### JOB
According to the stock option agreement excerpt, under the laws of which place will the agreement be construed and interpreted?

╭─ EXTRACTED TEXT

10.            Compliance
with Law. The exercise of the Option and the issuance and transfer of the ordinary shares shall be subject to compliance by the
Company and the Participant with all applicable requirements of federal and state securities laws and with all applicable
requirements of any stock exchange on which the Company’s ordinary shares may be listed.

 

No shares shall be issued pursuant to this Option unless and until
any then applicable requirements of state or federal laws and regulatory agencies have been fully complied with to the satisfaction of
the Company and its counsel. The Participant understands that the Company is under no obligation to register the shares with the Securities
and Exchange Commission, any state securities commission or any stock exchange to effect such compliance.

 

11.            Notices.
All notices or communications under this Agreement shall be in writing and sent by registered or certified mail to the Company at the
address as follows: 14F, No. 98, Minquan Road, Xindian Dist., New Taipei City, Taiwan 231.

 

Any notice required to be delivered to the Participant under this
Agreement shall be in writing and addressed to the Participant at the Participant’s address as shown in the records of the Company.
Either party may designate another address in writing (or by such other method approved by the Company) from time to time.

 

12.            Governing
Law. This Agreement will be construed and interpreted in accordance with the laws of Cayman Islands without regard to conflict of
law principles.

 

Any dispute, controversy, difference or claim arising out of or relating
to this Plan, including the existence, validity, interpretation, performance, breach or termination thereof or any dispute regarding
non-contractual obligations arising out of or relating to it shall be referred to and finally resolved by (2) arbitrations administered
by the Chinese Arbitration Association, Taipei (“CAA”) under the Taiwanese Arbitration Act and the CAA Arbitration
Rules.

 

13.            Options
Subject to Plan. This Agreement is subject to the Plan pursuant to the Company shareholders’ approval. The terms and provisions
of the Plan as it may be amended from time to time are hereby incorporated herein by reference. In the event of a conflict between any
term or provision contained herein and a term or provision of the Plan, the applicable terms and provisions of the Plan will govern and
prevail.

 

14.            Successors
and Assigns. The Company may assign any of its rights under this Agreement. This Agreement will be binding upon and inure to the
benefit of the successors and assigns of the Company. Subject to the restrictions on transfer set forth herein, this Agreement will be
binding upon the Participant and the Participant’s beneficiaries, executors, administrators and the person(s) to whom this
Agreement may be transferred by will or the laws of descent or distribution.

 

15.            Severability.
The invalidity or unenforceability of any provision of the Plan or this Agreement shall not affect the validity or enforceability of
any other provision of the Plan or this Agreement, and each provision of the Plan and this Agreement shall be severable and enforceable
to the extent permitted by law.

 

16.            Discretionary
Nature of Plan. The Plan is discretionary and may be amended, cancelled or terminated by the Company at any time, in its discretion.
The grant of the Option in this Agreement does not create any contractual right or other right to receive any Options or other Awards
in the future. Future Awards, if any, will be at the sole discretion of the Company. Any amendment, modification, or termination of the
Plan shall not constitute a change or impairment of the terms and conditions of the Participant’s employment with the Company.

╰─
╭─ RECORD EXTRACTS

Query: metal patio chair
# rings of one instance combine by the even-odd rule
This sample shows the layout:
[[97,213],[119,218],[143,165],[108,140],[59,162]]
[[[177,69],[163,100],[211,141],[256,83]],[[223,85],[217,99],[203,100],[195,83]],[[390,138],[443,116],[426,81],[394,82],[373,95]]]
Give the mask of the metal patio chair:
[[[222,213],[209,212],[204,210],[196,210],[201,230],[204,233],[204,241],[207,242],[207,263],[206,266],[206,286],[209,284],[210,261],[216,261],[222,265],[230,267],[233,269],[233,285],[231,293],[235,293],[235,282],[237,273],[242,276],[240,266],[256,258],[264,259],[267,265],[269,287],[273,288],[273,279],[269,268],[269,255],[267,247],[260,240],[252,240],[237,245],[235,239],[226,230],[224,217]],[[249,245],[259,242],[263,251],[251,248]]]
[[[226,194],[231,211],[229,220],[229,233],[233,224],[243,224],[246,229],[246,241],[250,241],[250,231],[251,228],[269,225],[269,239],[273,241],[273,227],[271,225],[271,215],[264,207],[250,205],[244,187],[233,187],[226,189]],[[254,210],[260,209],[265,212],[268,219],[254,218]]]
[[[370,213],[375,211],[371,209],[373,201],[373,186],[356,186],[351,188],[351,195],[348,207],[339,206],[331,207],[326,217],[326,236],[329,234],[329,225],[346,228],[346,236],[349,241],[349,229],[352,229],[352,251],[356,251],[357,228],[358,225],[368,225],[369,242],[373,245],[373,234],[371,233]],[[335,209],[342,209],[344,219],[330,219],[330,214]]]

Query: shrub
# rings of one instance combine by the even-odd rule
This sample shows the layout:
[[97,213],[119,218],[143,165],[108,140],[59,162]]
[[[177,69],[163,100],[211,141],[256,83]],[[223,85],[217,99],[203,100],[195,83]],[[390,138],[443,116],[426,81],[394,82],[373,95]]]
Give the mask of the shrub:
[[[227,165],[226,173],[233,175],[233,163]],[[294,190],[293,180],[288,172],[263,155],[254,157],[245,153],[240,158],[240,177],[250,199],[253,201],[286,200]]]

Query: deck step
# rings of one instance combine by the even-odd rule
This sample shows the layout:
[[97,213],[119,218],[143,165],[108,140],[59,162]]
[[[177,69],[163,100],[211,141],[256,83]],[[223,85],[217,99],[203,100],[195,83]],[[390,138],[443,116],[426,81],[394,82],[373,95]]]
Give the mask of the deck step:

╰─

### ANSWER
The Cayman Islands.